After further exchanges, the primary judge concluded that the parties were not in agreement to compromise the s 79 dispute, saying:
[THE PRIMARY JUDGE]: …I can’t do much with this today. Are you saying there’s no agreement to what’s being suggested by [counsel for the respondent]?
[COUNSEL FOR THE APPELLANT]: No. At the present time, there is no agreement, your Honour.
(Transcript 24 February 2025, p.20 lines 7–10)
Notwithstanding, exchanges between counsel and the primary judge continued:
[THE PRIMARY JUDGE]: Well, first of all, I need to know exactly what it is the [appellant] – because - - -
[COUNSEL FOR THE RESPONDENT]: And - - -
[THE PRIMARY JUDGE]: - - - what is reflected in this document by things being crossed out is not what has been reflected to me and what has been - - -
[COUNSEL FOR THE RESPONDENT]: That’s right.
[THE PRIMARY JUDGE]: - - - said from the bar table.
[COUNSEL FOR THE APPELLANT]: Yes.
[COUNSEL FOR THE RESPONDENT]: He said he .....
[COUNSEL FOR THE APPELLANT]: You will probably accept that there’s a level of confusion, perhaps, on my behalf, considering the state of the document in its present form, your Honour.
[COUNSEL FOR THE RESPONDENT]: Well, what was said, though, is that the [appellant] would be prepared to pay half of the cost. That’s what was said. So it’s either he does or he doesn’t.
[COUNSEL FOR THE APPELLANT]: I might just have a moment with my friend if that’s okay, your Honour.
[THE PRIMARY JUDGE]: Sure.
[COUNSEL FOR THE RESPONDENT]: May I leave the bar table, your Honour?

### LISTED RECORDS
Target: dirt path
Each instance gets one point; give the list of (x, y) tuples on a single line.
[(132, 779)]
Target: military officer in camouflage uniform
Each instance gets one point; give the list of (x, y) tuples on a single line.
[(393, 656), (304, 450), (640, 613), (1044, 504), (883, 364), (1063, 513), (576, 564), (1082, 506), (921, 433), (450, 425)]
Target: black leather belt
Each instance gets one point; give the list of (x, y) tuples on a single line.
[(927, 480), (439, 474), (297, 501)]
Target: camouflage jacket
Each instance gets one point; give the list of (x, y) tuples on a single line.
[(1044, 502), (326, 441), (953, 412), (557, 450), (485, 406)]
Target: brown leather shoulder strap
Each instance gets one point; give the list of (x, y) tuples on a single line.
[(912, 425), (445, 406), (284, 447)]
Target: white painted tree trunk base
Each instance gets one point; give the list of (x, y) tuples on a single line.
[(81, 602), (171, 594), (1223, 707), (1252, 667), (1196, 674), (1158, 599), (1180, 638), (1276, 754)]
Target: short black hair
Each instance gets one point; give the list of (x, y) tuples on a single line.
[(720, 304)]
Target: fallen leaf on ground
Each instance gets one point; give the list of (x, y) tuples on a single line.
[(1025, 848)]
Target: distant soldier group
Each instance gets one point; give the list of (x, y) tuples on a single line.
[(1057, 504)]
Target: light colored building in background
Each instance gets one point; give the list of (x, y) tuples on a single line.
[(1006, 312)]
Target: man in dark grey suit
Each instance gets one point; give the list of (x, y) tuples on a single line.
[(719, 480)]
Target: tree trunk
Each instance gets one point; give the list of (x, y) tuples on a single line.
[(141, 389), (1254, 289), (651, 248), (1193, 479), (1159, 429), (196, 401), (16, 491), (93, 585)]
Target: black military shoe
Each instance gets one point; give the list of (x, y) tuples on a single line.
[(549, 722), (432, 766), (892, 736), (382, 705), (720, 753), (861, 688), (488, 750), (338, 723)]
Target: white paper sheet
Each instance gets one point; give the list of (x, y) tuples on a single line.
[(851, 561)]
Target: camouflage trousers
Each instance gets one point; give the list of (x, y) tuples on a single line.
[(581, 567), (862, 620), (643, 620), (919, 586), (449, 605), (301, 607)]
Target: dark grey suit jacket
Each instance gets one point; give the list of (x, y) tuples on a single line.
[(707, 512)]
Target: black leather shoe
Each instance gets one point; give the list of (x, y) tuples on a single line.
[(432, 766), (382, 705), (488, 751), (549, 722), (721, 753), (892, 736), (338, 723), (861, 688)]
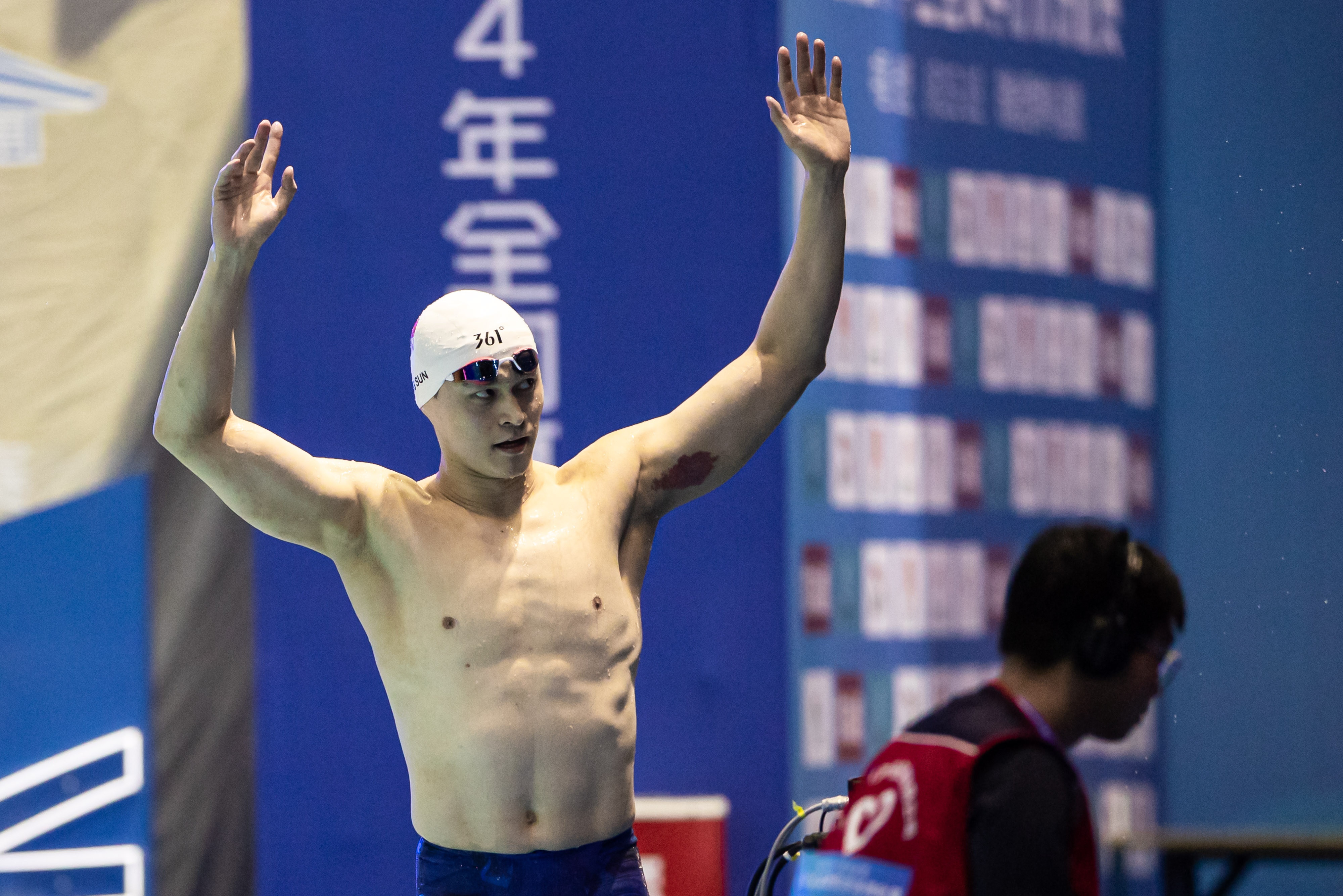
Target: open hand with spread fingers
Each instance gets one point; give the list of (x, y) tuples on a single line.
[(244, 211), (813, 122)]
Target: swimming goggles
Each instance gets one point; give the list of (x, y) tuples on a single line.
[(488, 369)]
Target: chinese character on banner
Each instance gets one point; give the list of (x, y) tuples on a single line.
[(504, 238), (506, 230), (502, 135)]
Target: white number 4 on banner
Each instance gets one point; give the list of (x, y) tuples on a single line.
[(511, 52)]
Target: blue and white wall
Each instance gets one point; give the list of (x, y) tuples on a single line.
[(993, 366)]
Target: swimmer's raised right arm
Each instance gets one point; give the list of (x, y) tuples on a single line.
[(275, 485)]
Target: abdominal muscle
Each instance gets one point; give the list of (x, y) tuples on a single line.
[(520, 754)]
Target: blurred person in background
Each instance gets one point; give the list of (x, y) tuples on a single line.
[(981, 797)]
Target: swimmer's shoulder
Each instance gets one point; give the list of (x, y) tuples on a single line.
[(614, 457)]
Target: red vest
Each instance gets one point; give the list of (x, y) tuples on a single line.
[(913, 808)]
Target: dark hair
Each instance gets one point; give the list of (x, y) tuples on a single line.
[(1071, 579)]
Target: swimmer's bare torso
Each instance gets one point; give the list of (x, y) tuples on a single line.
[(502, 597), (508, 649)]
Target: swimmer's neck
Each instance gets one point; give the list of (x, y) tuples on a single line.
[(483, 495)]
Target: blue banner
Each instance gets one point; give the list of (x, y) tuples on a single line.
[(993, 363), (75, 703)]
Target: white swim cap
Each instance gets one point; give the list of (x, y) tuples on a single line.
[(463, 327)]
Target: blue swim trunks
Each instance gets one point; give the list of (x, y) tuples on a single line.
[(606, 868)]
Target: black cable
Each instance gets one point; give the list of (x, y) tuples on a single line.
[(778, 869), (755, 879)]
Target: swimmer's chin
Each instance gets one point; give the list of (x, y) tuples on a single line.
[(514, 446)]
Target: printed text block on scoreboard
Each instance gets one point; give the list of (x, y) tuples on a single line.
[(683, 844)]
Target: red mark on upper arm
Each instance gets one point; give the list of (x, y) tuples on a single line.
[(691, 471)]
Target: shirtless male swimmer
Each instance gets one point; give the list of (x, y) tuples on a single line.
[(502, 596)]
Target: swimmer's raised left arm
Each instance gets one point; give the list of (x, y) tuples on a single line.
[(712, 434)]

### GIVEN REQUEST
Can you copy the courtroom transcript word for word between "[COUNSEL FOR THE APPELLANT]: No." and "the bar table.", inclusive?

### COMPLETED EXERCISE
[COUNSEL FOR THE APPELLANT]: No. At the present time, there is no agreement, your Honour.
(Transcript 24 February 2025, p.20 lines 7–10)
Notwithstanding, exchanges between counsel and the primary judge continued:
[THE PRIMARY JUDGE]: Well, first of all, I need to know exactly what it is the [appellant] – because - - -
[COUNSEL FOR THE RESPONDENT]: And - - -
[THE PRIMARY JUDGE]: - - - what is reflected in this document by things being crossed out is not what has been reflected to me and what has been - - -
[COUNSEL FOR THE RESPONDENT]: That’s right.
[THE PRIMARY JUDGE]: - - - said from the bar table.